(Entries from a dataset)
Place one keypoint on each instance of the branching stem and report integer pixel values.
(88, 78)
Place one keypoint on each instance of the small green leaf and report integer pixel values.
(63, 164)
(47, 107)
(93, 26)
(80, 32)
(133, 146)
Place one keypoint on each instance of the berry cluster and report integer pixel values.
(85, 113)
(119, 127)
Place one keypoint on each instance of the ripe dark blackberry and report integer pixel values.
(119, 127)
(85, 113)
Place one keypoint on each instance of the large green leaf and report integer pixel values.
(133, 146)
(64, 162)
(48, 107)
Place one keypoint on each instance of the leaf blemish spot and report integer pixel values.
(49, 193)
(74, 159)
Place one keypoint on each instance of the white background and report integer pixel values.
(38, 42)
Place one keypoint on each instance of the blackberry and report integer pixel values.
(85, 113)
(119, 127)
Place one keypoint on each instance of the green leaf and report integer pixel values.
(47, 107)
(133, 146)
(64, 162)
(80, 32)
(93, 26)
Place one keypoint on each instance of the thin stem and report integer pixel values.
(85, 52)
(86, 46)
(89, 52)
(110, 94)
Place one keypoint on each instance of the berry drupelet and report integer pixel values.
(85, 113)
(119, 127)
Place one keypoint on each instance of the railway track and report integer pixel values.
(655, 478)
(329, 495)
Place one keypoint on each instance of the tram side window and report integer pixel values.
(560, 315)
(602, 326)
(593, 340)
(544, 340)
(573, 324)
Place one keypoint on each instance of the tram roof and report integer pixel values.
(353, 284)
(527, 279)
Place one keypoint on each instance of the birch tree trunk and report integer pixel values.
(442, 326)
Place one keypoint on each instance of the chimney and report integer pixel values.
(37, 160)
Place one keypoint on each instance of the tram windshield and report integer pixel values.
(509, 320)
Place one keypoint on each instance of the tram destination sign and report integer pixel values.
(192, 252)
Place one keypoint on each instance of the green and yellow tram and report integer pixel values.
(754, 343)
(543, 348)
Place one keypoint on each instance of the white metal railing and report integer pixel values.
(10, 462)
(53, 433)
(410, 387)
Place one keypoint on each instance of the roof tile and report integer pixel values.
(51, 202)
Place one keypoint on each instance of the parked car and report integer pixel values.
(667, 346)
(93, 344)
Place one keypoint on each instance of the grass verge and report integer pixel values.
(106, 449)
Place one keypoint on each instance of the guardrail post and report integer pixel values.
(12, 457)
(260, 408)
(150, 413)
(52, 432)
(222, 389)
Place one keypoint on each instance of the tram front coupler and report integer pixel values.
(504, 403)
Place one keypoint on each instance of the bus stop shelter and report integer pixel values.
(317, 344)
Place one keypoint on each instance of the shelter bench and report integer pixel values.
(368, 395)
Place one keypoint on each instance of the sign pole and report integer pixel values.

◆ **WHAT THE EXERCISE ASKS**: Repeat the material from above exactly, word for word.

◆ **THE SOLUTION**:
Place one keypoint on each instance of the branching stem and report integer pixel values.
(88, 78)
Place one keypoint on each instance of the small green leaf and report integer pixel values.
(63, 164)
(47, 107)
(93, 26)
(80, 32)
(133, 146)
Place one keypoint on each instance of the berry cluster and report integer pixel values.
(85, 113)
(119, 127)
Place one keypoint on each instance of the ripe dark blackberry and report integer pixel values.
(119, 127)
(85, 113)
Place one keypoint on each instance of the large green leaf and report integer pixel values.
(133, 146)
(64, 162)
(48, 107)
Place one keypoint on each instance of the leaf blemish spot and report integer pixel values.
(49, 193)
(74, 159)
Place one keypoint on each instance of the white background and report integer pixel values.
(38, 42)
Place one keypoint on each instance of the blackberry and report integer pixel values.
(85, 113)
(119, 127)
Place one keypoint on each instance of the green leaf and report integer pixel values.
(47, 107)
(133, 146)
(64, 162)
(80, 32)
(93, 26)
Place one keypoint on each instance of the thin stem and report integer pixel values.
(85, 52)
(86, 46)
(89, 52)
(110, 94)
Place one keypoint on each instance of the berry drupelet and report integer pixel values.
(85, 113)
(119, 127)
Place one keypoint on each instance of the railway track and report integer pixel values.
(655, 478)
(329, 495)
Place one keypoint on each instance of the tram side window and report integer pixel values.
(560, 315)
(602, 326)
(593, 340)
(544, 340)
(573, 324)
Place one keypoint on each instance of the tram roof and report integer pixel values.
(353, 284)
(527, 279)
Place one keypoint on each instance of the birch tree trunk and report integer pixel values.
(442, 326)
Place one keypoint on each instance of the chimney and report integer pixel values.
(37, 160)
Place one keypoint on each instance of the tram windshield and report integer pixel values.
(509, 320)
Place one keypoint on each instance of the tram destination sign and report integer pixel values.
(192, 252)
Place one keypoint on each instance of the green and yellow tram and report integer pixel values.
(754, 343)
(543, 348)
Place one keypoint on each instance of the white metal railing and report integer pixel values.
(10, 462)
(53, 433)
(410, 387)
Place one keypoint on each instance of the roof tile and report integer pixel values.
(51, 202)
Place one keypoint on each instance of the parked car and report integer pixel values.
(667, 346)
(93, 344)
Place one keypoint on each instance of the grass verge and report integer pixel values.
(106, 449)
Place one keypoint on each instance of the guardrail post and report integer pixel values.
(12, 457)
(260, 408)
(150, 413)
(52, 432)
(222, 389)
Place one keypoint on each instance of the tram front coupler and report integer pixel values.
(504, 403)
Place one keypoint on each instance of the bus stop shelter and report integer pixel values.
(317, 344)
Place one keypoint on each instance of the shelter bench and report integer pixel values.
(368, 395)
Place one keypoint on each instance of the sign pole and report integer pixel values.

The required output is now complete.